# Instructions for the task
Reproduce the records below, swapping every occurrence of "put a point" for "place a dot" and leaving everything else as it is.
— Begin Data shown —
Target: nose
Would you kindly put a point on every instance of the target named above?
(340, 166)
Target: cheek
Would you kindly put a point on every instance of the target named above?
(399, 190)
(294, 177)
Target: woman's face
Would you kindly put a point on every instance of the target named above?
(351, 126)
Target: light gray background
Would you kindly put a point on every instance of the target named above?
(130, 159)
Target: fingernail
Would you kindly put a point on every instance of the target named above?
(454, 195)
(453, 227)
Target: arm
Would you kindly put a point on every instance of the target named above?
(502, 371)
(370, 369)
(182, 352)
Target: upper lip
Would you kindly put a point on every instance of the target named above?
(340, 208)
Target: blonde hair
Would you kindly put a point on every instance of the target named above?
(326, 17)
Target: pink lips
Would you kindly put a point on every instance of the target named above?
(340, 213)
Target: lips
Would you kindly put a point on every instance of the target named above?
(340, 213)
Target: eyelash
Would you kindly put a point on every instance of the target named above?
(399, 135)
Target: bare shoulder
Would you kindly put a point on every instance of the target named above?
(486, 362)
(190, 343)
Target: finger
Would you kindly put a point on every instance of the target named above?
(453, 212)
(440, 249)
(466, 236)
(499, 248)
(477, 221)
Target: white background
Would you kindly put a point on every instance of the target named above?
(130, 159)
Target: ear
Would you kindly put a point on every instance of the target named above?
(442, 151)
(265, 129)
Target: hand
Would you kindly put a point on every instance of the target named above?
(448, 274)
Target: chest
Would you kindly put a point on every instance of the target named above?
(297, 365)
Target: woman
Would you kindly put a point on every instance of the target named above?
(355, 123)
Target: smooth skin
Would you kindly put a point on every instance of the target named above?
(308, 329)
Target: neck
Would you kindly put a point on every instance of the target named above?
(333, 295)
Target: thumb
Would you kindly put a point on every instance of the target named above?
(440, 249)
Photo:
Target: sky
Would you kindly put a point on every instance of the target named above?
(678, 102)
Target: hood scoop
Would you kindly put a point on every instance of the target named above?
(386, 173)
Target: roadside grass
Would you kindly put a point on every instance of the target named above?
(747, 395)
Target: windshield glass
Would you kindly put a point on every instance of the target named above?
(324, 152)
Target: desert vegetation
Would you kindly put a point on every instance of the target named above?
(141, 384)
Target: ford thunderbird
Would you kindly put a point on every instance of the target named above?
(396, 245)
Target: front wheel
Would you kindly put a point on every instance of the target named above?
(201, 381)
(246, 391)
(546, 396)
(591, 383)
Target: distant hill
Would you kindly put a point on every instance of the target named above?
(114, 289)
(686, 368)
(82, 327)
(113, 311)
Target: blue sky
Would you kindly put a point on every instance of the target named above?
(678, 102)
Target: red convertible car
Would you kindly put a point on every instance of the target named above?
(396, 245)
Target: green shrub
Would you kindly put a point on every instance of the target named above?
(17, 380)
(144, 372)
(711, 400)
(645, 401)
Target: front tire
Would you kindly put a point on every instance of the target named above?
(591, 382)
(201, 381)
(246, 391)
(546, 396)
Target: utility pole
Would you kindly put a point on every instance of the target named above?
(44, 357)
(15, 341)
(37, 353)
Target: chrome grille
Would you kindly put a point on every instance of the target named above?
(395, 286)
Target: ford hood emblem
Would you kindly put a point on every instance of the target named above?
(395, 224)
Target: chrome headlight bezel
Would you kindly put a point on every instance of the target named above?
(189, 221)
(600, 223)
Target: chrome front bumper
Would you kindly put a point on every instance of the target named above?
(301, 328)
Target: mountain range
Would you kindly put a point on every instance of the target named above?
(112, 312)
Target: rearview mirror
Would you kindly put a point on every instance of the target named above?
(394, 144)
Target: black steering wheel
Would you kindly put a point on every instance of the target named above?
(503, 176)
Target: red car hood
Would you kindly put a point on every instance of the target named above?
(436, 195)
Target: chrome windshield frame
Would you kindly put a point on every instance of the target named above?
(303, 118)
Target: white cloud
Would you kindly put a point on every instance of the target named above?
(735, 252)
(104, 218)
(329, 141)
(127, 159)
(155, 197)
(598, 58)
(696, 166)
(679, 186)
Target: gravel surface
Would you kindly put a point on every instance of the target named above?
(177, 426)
— End Data shown —
# Exercise result
Target: nose
Would you kindly place a dot on every instance of the target named above?
(340, 166)
Target: cheek
Would you kindly place a dot on every instance of the target named above?
(399, 190)
(294, 177)
Target: woman's face
Would you kindly place a dot on every instance of the target named above?
(351, 126)
Target: light gray background
Would you kindly place a dot on every instance of the target named above?
(130, 159)
Target: fingernail
Would you kindly place a dot on every instance of the target named above?
(454, 195)
(453, 227)
Target: arm
Would you kindly place a dot on every instance of the target named above?
(502, 371)
(370, 369)
(182, 352)
Target: upper lip
Would you kindly place a dot on every instance of the target named above?
(340, 208)
Target: blonde hair
Would you kindly place a dot on every instance of the target named above?
(326, 17)
Target: pink lips
Would you kindly place a dot on every instance of the target named above?
(340, 213)
Target: lips
Would you kindly place a dot on every instance of the target named above?
(340, 213)
Target: eyelash
Would you kindly place a dot on every instance of the target named above?
(399, 135)
Target: bare shoulder
Would you kindly place a dot on every instance of the target named above?
(486, 362)
(190, 343)
Target: finger
Would you kindly place a dot on every instance of the target named above?
(453, 212)
(440, 249)
(466, 236)
(499, 248)
(477, 221)
Target: white background
Would you kindly place a dot on every instance of the target named above?
(130, 159)
Target: ear
Would you kindly place a dot on every instance of the target named above?
(442, 151)
(265, 129)
Target: hand
Would you kindly place a dot on every instance of the target named above?
(448, 274)
Target: chest
Would you kindly place a dot on every instance of the target named above?
(297, 365)
Target: woman
Would you kindly place a dot on every instance of the target named above?
(355, 123)
Target: smooth skin
Would you kindly place a dot on every instance of the target named above?
(308, 329)
Target: neck
Would you kindly place a dot on every instance of the target named above?
(333, 295)
Target: thumb
Would you kindly place a dot on every instance of the target named above?
(440, 249)
Photo:
Target: sky
Would you kindly place a dot on every instance of the target named above?
(678, 102)
Target: hood scoop
Would you kindly place a dot on every instance of the target named above?
(386, 173)
Target: roadside grass
Would you kindly place a dot on every instance of the target named above?
(747, 395)
Target: windshield glass
Would you kindly place a dot on every instance of the target named above?
(324, 152)
Target: desert vegetation
Would you kindly place a dot on every instance of the target named above?
(141, 384)
Target: ford thunderbird
Would you kindly place a dot on every instance of the target named above?
(396, 245)
Target: front wheel
Would you kindly place a dot on every instance of the target named above?
(201, 381)
(246, 391)
(546, 396)
(591, 383)
Target: distant hill
Would you kindly place a dot on every instance of the target named above?
(114, 289)
(686, 368)
(82, 327)
(113, 311)
Target: blue sky
Would you kindly place a dot on every instance of the target named above?
(678, 102)
Target: red convertible car
Would you kindly place a dot on every instance of the target named above?
(396, 245)
Target: green shrub
Would you kindly place a dot on every instance of the target named above?
(17, 380)
(144, 372)
(711, 400)
(645, 401)
Target: front tire
Would you kindly place a dot on every instance of the target named above?
(591, 382)
(201, 381)
(246, 391)
(546, 396)
Target: utility pole
Would you kindly place a dot on every instance of the target named above?
(44, 357)
(15, 341)
(37, 353)
Target: chrome grille
Would you kindly place a dot on every instance of the target named above?
(395, 286)
Target: ford hood emblem
Would you kindly place a dot on every instance of the target named above?
(395, 224)
Target: chrome headlight bezel
Would you kindly place a dot on every instance of the target named above?
(189, 221)
(600, 223)
Target: chrome front bumper
Would you kindly place a dot on every instance of the target named above?
(301, 328)
Target: mountain range
Would you kindly place a dot on every instance of the target named above?
(112, 312)
Target: rearview mirror
Would you kindly place a dot on every instance of the target named above?
(394, 144)
Target: black steering wheel
Would you kindly place a dot on every instance of the target named above?
(503, 176)
Target: red car hood
Would you kindly place a dot on every instance of the target named above?
(436, 195)
Target: chrome windshield frame
Would you kindly place a dot on every instance of the target named above?
(303, 118)
Target: white cloud
Would you kindly place a dot on every instance of the target named above?
(735, 252)
(104, 218)
(329, 141)
(127, 159)
(155, 197)
(598, 58)
(696, 166)
(679, 186)
Target: gravel surface
Would you kindly place a dot on every instance of the target named above?
(177, 426)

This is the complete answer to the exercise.